▶ YOUR TASK
Transcribe all of the data exactly. Omit the pictures.

(Data items)
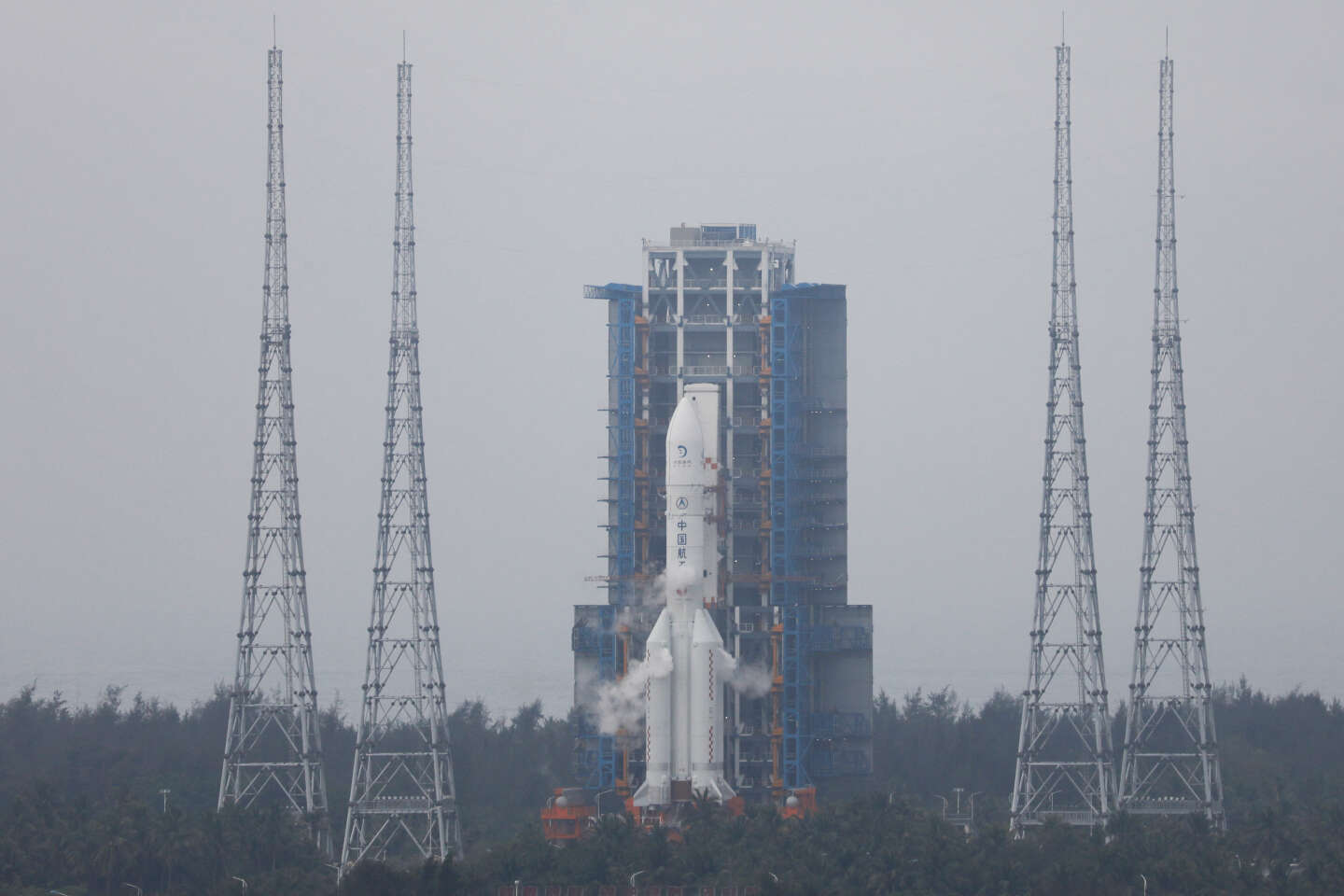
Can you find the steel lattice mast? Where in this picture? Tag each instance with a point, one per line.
(402, 794)
(1065, 757)
(273, 749)
(1170, 761)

▶ RESULT
Can you find the steel lattice mast? Where in this picture? Tag each instance with a point, one per line.
(402, 794)
(1065, 757)
(273, 749)
(1170, 761)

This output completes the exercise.